Word for word, transcribe the records that follow.
═════ Data records
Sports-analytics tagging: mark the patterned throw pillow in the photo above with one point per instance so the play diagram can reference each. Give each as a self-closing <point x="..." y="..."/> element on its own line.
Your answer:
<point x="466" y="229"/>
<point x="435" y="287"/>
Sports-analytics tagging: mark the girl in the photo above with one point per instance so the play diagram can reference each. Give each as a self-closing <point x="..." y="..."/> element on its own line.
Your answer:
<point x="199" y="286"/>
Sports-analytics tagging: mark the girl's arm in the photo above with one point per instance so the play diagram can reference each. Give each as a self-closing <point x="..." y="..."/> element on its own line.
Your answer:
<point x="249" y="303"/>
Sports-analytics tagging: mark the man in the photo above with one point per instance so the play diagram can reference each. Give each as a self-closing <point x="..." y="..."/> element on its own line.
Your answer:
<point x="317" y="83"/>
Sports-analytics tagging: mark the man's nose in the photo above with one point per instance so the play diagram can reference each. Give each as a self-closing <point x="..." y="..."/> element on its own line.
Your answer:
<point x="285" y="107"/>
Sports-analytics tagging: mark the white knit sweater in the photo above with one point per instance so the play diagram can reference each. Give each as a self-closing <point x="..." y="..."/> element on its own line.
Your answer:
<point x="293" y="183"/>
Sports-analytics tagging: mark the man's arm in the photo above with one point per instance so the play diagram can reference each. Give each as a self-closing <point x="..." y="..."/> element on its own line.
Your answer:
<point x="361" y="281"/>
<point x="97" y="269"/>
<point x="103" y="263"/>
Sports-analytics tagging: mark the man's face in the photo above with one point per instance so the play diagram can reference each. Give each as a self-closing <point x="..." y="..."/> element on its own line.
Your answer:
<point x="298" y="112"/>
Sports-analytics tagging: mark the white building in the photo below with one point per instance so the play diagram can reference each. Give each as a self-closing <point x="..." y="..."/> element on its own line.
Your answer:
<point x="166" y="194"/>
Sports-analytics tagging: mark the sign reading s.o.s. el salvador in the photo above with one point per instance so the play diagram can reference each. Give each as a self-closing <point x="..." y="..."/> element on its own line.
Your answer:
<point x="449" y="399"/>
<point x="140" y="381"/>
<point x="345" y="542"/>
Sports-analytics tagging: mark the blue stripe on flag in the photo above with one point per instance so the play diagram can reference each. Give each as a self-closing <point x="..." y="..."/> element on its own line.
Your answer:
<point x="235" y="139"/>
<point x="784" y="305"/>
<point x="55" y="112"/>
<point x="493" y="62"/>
══════════
> [Task result]
Sports-analytics tagging: mark the patterned throw pillow in the photo above with one point per instance so the play diagram can reference each. Give each as a self-closing <point x="..." y="..."/> element on its own line.
Your answer:
<point x="466" y="229"/>
<point x="435" y="287"/>
Sports-analytics tagging: mark the girl in the photo above with one point per instance so the play diagram can reference each. Give each as a self-closing <point x="..." y="..."/> element on its own line.
Your answer:
<point x="199" y="286"/>
Sports-analytics tagging: mark the girl's arm in the photo above with one point per instance so the play diagram can reference each. Give each as a self-closing <point x="..." y="..."/> element on its own line.
Your answer:
<point x="249" y="303"/>
Sports-analytics tagging: mark the man in the photo above with one point per instance so the play diagram can reference each. Give each as a self-closing <point x="..." y="..."/> element on its own line.
Your answer:
<point x="317" y="83"/>
Sports-analytics tagging: mark the man's nose in the photo above with one point per instance so the play diagram can reference each. Give each as a self-closing <point x="..." y="..."/> element on its own line.
Your answer:
<point x="285" y="107"/>
Sports-analytics tagging: mark the white knit sweater in the photo above with one point per instance so the play diagram can reference each. Give each as a self-closing <point x="..." y="..."/> element on its own line.
Your answer:
<point x="293" y="183"/>
Sports-analytics tagging: mark the man's arm in the photo above with one point per instance so the play diagram can reference each. Give each as a self-closing <point x="..." y="..."/> element on its own line.
Your answer:
<point x="361" y="281"/>
<point x="97" y="269"/>
<point x="103" y="263"/>
Sports-analytics tagging: mark the man's face in the photo above with one point per instance so the play diagram can reference each. Give each as a self-closing <point x="..." y="..."/> element on its own line.
Your answer:
<point x="298" y="112"/>
Sports-analytics tagging: mark the white building in the photo below with one point per instance so the play diagram can reference each. Give each as a self-closing <point x="..." y="..."/> element on its own line.
Your answer:
<point x="166" y="194"/>
Sports-analytics tagging: mark the sign reading s.o.s. el salvador in the photo above with one point per instance so the play diagram can reference each. Give each as a self-closing <point x="..." y="..."/> element on its own line.
Your answer:
<point x="449" y="399"/>
<point x="140" y="381"/>
<point x="345" y="542"/>
Sports-analytics tagging: mark the blue stripe on flag in the photo above with one point per instance so the play diagram can reference each. Give each as a self-closing <point x="..." y="..."/> element on its own line.
Your answer:
<point x="235" y="139"/>
<point x="784" y="305"/>
<point x="55" y="112"/>
<point x="493" y="62"/>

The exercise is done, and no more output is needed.